§ **Description of the task**: Across the listing below, count every line where the string "phrase" appears, then give only the count.

==== Provided records

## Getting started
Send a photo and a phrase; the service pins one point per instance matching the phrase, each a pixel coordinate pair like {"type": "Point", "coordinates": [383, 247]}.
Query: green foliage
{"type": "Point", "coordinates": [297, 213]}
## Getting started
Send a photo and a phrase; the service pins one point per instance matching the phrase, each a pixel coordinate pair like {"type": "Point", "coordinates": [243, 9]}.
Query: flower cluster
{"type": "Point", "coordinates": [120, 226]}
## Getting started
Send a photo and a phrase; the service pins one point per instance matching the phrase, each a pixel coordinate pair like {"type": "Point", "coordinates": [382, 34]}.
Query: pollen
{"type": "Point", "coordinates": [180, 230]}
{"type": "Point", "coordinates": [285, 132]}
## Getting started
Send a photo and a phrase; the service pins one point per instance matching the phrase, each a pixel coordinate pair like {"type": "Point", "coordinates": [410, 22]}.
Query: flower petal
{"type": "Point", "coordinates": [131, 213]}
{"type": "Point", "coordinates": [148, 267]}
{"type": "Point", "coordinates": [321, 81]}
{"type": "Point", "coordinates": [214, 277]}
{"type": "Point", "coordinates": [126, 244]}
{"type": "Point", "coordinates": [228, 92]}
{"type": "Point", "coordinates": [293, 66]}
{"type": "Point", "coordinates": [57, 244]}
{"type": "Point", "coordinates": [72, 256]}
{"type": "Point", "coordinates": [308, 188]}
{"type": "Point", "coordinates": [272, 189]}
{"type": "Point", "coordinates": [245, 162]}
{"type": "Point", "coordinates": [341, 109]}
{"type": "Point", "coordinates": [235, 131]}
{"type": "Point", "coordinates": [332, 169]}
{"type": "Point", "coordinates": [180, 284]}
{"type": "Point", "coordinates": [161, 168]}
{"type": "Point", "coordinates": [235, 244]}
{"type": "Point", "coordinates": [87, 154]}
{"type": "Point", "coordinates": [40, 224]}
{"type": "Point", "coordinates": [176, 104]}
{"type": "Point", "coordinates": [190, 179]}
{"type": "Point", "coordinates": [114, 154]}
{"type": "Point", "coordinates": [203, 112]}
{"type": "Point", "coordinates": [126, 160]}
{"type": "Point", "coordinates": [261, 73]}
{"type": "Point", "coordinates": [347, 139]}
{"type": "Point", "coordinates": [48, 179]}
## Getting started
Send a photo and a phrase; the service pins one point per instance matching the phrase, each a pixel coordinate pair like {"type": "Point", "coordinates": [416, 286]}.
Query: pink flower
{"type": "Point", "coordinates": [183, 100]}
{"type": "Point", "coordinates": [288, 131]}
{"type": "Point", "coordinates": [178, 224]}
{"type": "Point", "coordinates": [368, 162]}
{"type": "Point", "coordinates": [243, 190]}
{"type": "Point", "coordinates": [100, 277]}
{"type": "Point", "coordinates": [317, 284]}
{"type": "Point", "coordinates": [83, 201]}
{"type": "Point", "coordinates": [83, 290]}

========

§ **Result below**: 5